┏━━

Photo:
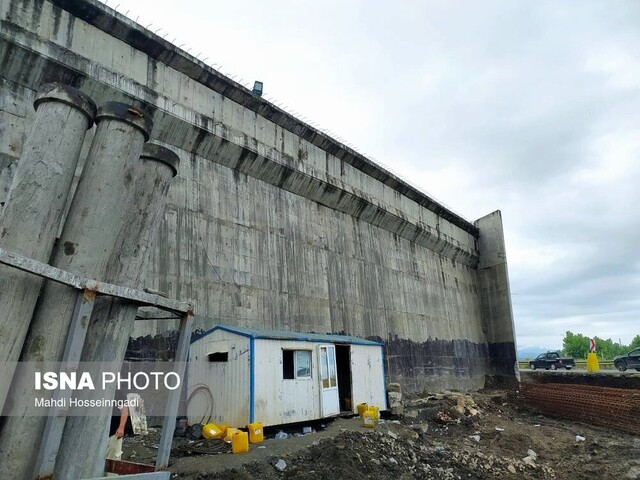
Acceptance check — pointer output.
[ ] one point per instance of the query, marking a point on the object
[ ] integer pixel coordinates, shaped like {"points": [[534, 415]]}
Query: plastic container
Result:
{"points": [[228, 436], [256, 432], [240, 442], [369, 419], [211, 430], [223, 427], [376, 411]]}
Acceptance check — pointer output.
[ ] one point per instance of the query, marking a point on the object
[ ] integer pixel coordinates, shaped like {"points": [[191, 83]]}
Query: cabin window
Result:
{"points": [[296, 364], [218, 351], [219, 357]]}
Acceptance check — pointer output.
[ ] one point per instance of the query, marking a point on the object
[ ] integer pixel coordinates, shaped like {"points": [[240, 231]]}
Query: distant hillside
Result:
{"points": [[532, 352]]}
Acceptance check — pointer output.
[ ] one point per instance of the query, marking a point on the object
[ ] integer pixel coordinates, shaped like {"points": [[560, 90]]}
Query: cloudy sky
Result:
{"points": [[532, 108]]}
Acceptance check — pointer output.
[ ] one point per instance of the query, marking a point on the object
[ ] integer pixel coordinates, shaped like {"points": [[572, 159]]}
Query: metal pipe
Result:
{"points": [[34, 208], [91, 231], [82, 451]]}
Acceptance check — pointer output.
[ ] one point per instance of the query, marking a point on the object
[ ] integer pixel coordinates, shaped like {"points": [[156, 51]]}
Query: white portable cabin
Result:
{"points": [[242, 375]]}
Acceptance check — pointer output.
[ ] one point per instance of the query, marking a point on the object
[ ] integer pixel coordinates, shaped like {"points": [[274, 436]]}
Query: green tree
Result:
{"points": [[608, 349], [575, 345]]}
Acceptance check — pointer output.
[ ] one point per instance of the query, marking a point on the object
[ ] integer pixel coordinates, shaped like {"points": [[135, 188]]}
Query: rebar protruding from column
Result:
{"points": [[34, 208], [82, 450], [91, 231]]}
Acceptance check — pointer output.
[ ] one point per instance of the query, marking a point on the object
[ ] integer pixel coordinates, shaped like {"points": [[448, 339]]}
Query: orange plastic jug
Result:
{"points": [[211, 430], [256, 432], [369, 419]]}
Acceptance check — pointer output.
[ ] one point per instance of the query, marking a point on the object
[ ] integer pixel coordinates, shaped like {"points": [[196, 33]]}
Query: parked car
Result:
{"points": [[552, 360], [629, 360]]}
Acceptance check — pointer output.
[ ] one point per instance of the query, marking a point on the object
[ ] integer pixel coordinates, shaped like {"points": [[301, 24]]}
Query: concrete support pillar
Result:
{"points": [[82, 450], [34, 208], [495, 297], [91, 231]]}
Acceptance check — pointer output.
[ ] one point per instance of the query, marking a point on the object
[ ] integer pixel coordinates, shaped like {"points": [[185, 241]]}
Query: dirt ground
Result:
{"points": [[487, 435]]}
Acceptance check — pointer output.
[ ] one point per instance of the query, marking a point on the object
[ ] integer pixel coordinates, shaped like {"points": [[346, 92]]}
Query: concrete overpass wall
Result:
{"points": [[269, 222]]}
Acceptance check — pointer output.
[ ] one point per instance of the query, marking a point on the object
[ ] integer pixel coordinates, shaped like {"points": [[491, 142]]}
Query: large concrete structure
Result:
{"points": [[270, 223]]}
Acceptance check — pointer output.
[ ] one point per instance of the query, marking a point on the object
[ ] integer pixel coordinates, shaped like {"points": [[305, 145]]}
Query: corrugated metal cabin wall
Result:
{"points": [[279, 401], [368, 376], [227, 381]]}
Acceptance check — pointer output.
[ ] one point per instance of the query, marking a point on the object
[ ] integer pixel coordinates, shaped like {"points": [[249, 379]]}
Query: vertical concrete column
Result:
{"points": [[82, 451], [91, 231], [495, 298], [35, 206]]}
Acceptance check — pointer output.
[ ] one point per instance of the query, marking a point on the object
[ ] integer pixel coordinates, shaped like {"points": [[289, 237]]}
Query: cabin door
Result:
{"points": [[330, 402]]}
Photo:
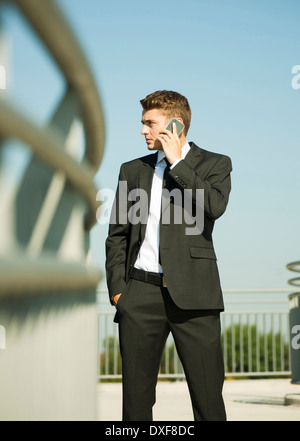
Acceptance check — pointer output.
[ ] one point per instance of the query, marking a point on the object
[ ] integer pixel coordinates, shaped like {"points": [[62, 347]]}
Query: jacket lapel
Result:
{"points": [[145, 182]]}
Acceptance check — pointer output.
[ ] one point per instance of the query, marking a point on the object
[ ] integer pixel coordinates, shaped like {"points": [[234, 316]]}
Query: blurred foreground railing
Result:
{"points": [[48, 286], [255, 337]]}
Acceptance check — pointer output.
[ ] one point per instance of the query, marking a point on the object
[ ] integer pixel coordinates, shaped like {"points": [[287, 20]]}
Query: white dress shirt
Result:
{"points": [[148, 257]]}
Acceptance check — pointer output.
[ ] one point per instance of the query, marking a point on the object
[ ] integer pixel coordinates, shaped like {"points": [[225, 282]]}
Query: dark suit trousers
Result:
{"points": [[146, 315]]}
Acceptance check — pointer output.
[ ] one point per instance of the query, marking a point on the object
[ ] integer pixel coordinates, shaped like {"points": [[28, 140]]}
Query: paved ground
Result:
{"points": [[246, 400]]}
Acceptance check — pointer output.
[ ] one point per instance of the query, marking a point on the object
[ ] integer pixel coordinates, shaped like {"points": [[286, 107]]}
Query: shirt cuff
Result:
{"points": [[175, 163]]}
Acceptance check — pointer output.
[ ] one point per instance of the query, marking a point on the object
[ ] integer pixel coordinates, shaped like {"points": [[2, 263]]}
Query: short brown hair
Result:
{"points": [[171, 103]]}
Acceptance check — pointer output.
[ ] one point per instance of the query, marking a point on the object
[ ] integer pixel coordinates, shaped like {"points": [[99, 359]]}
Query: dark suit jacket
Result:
{"points": [[188, 261]]}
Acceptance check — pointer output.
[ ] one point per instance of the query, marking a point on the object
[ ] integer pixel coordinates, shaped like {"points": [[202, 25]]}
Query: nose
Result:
{"points": [[144, 130]]}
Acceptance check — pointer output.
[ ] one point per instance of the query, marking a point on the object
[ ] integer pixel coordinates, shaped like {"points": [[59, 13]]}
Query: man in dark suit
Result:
{"points": [[162, 276]]}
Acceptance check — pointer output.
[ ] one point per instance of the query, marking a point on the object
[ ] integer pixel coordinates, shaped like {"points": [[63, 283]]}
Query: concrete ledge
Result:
{"points": [[292, 400]]}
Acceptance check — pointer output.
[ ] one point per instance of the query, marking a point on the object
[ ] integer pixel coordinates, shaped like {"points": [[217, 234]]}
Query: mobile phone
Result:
{"points": [[179, 126]]}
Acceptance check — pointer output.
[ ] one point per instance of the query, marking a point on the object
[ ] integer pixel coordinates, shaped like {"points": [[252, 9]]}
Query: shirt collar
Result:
{"points": [[184, 151]]}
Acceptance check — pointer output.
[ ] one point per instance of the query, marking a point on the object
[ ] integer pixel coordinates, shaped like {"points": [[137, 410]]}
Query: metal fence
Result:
{"points": [[255, 337]]}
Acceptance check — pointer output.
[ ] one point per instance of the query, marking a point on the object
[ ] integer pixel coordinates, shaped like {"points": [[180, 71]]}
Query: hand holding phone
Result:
{"points": [[179, 126]]}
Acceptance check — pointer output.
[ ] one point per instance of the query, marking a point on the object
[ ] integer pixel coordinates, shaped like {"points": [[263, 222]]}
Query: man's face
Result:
{"points": [[154, 122]]}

┗━━

**SHORT TASK**
Omit each picture, then return all of the listing exactly as it stands.

**SOLUTION**
Photo:
Acceptance check — pointer output.
[ ] one point per instance of the query, marking a point on the object
[ ] integer pixel coordinates, shaped like {"points": [[534, 415]]}
Query: plastic container
Result:
{"points": [[228, 436], [256, 432], [240, 442], [369, 419], [211, 430], [223, 427], [376, 411]]}
Acceptance check — pointer output.
[ ] one point per instance of the query, marking a point on the object
[ ] integer pixel coordinates, shaped like {"points": [[191, 83]]}
Query: cabin window
Result:
{"points": [[296, 364], [218, 351], [219, 357]]}
Acceptance check — pointer output.
[ ] one point per instance of the query, marking a point on the object
[ ] integer pixel coordinates, shaped like {"points": [[240, 231]]}
Query: distant hillside
Result:
{"points": [[532, 352]]}
Acceptance check — pointer output.
[ ] one point per instance of the query, marking a point on the object
[ ] integer pixel coordinates, shaped like {"points": [[560, 90]]}
Query: cloudy sky
Result:
{"points": [[532, 108]]}
Acceptance check — pointer output.
[ ] one point per instance of the query, marking a point on the object
[ ] integer pixel coordinates, shaped like {"points": [[572, 159]]}
Query: metal pipe
Result:
{"points": [[34, 208], [91, 231], [82, 451]]}
Acceptance check — pointer output.
[ ] one point per instance of the query, marking a point on the object
[ ] integer pixel coordinates, shaped like {"points": [[156, 51]]}
Query: white portable cabin
Result:
{"points": [[242, 375]]}
Acceptance check — pointer output.
[ ] one point per instance of the query, marking a point on the object
[ ] integer pixel coordinates, shaped like {"points": [[274, 436]]}
Query: green tree
Result:
{"points": [[608, 349], [575, 345]]}
Acceptance check — pointer output.
[ ] one point per instance of the query, marking a point on the object
[ ] integer pixel coordinates, shaped like {"points": [[135, 188]]}
Query: rebar protruding from column
Result:
{"points": [[34, 208], [82, 450], [91, 231]]}
Acceptance check — pointer output.
[ ] one point per instance of the query, marking a point on the object
[ ] integer pixel coordinates, shaped like {"points": [[448, 339]]}
Query: orange plastic jug
Result:
{"points": [[211, 430], [256, 432], [369, 419]]}
Acceptance check — pointer output.
[ ] one point per instance of the query, marking a point on the object
[ ] integer pixel coordinates, shaped like {"points": [[196, 33]]}
Query: parked car
Result:
{"points": [[552, 360], [629, 360]]}
Acceptance check — pointer output.
[ ] one point per instance of the query, marking a point on the object
[ ] integer pixel coordinates, shaped like {"points": [[301, 24]]}
Query: concrete support pillar
Result:
{"points": [[82, 450], [34, 208], [495, 297], [91, 231]]}
Acceptance check — pointer output.
[ ] one point per instance of the query, marking a point on the object
[ ] integer pixel coordinates, shaped like {"points": [[185, 241]]}
Query: dirt ground
Result:
{"points": [[487, 435]]}
Acceptance check — pointer output.
[ ] one point per instance of the query, marking a point on the object
[ ] integer pixel coordinates, shaped like {"points": [[346, 92]]}
Query: concrete overpass wall
Result:
{"points": [[269, 222]]}
Acceptance check — pointer output.
[ ] one point per instance of the query, marking a point on the object
[ ] integer pixel coordinates, shaped like {"points": [[491, 142]]}
Query: large concrete structure
Result:
{"points": [[270, 223]]}
Acceptance check — pointer output.
[ ] one point per instance of the query, marking a point on the object
[ ] integer pixel coordinates, shaped like {"points": [[305, 145]]}
Query: corrugated metal cabin wall
Result:
{"points": [[279, 401], [368, 376], [227, 381]]}
Acceptance check — pointer output.
[ ] one point per instance of the query, marking a point on the object
[ ] integer pixel coordinates, shaped like {"points": [[249, 379]]}
Query: vertical concrete column
Result:
{"points": [[82, 451], [91, 231], [495, 298], [35, 206]]}
Acceptance check — pointer output.
[ ] one point per instance of the query, marking a point on the object
[ ] integer pixel coordinates, shaped like {"points": [[289, 237]]}
Query: cabin door
Result:
{"points": [[330, 402]]}
Photo:
Acceptance check — pointer output.
[ ] one point per instance of the query, marking a point on the object
[ ] integer pixel coordinates, shaped like {"points": [[62, 347]]}
Query: jacket lapel
Result:
{"points": [[145, 182]]}
Acceptance check — pointer output.
[ ] one point per instance of the query, marking a point on the object
[ ] integer pixel coordinates, shaped like {"points": [[234, 316]]}
Query: blurred foreground railing
Result:
{"points": [[48, 286], [255, 337]]}
Acceptance check — pointer output.
[ ] one point per instance of the query, marking a point on the object
[ ] integer pixel coordinates, shaped like {"points": [[287, 20]]}
Query: white dress shirt
Result:
{"points": [[148, 257]]}
Acceptance check — pointer output.
[ ] one point per instance of the query, marking a point on the object
[ ] integer pixel coordinates, shaped like {"points": [[225, 282]]}
Query: dark suit trousers
Result:
{"points": [[146, 315]]}
Acceptance check — pointer output.
[ ] one point per instance of the query, marking a point on the object
[ ] integer pixel coordinates, shaped like {"points": [[28, 140]]}
Query: paved ground
Result:
{"points": [[246, 400]]}
Acceptance check — pointer output.
[ ] one point per instance of the query, marking a point on the object
[ ] integer pixel coordinates, shaped like {"points": [[286, 107]]}
Query: shirt cuff
Result:
{"points": [[175, 163]]}
Acceptance check — pointer output.
[ ] one point per instance of the query, marking a point on the object
[ ] integer pixel coordinates, shaped like {"points": [[2, 263]]}
Query: short brown hair
Result:
{"points": [[171, 103]]}
Acceptance check — pointer output.
[ ] one point per instance of the query, marking a point on the object
[ ] integer pixel coordinates, shaped like {"points": [[99, 359]]}
Query: dark suit jacket
Result:
{"points": [[188, 261]]}
Acceptance check — pointer output.
[ ] one point per instance of the query, marking a point on the object
[ ] integer pixel coordinates, shaped like {"points": [[202, 25]]}
Query: nose
Result:
{"points": [[144, 130]]}
Acceptance check — pointer output.
[ ] one point per instance of the query, marking a point on the object
[ ] integer pixel coordinates, shaped like {"points": [[59, 13]]}
Query: man in dark suit
Result:
{"points": [[162, 276]]}
Acceptance check — pointer output.
[ ] one point per instance of the query, marking a point on the object
[ ] integer pixel coordinates, shaped like {"points": [[63, 283]]}
Query: concrete ledge
Result:
{"points": [[292, 400]]}
Acceptance check — pointer output.
[ ] one point per instance of the query, marking a point on the object
[ ] integer pixel coordinates, shaped like {"points": [[217, 234]]}
Query: mobile phone
Result:
{"points": [[179, 126]]}
Acceptance check — pointer output.
[ ] one point per instance of the query, marking a point on the object
[ ] integer pixel coordinates, shaped like {"points": [[252, 9]]}
Query: shirt collar
Result:
{"points": [[184, 151]]}
Acceptance check — pointer output.
[ ] one point per instance of the query, marking a point on the object
[ ] integer pixel coordinates, shaped like {"points": [[137, 410]]}
Query: metal fence
Result:
{"points": [[255, 337]]}
Acceptance check — pointer output.
[ ] one point per instance of the query, marking a point on the object
[ ] integer pixel coordinates, shaped like {"points": [[180, 71]]}
Query: hand holding phone
Result:
{"points": [[179, 126]]}
Acceptance check — pointer output.
[ ] one point per instance of the query, marking a point on the object
[ ] integer pixel coordinates, shaped like {"points": [[263, 222]]}
Query: man's face
Result:
{"points": [[154, 122]]}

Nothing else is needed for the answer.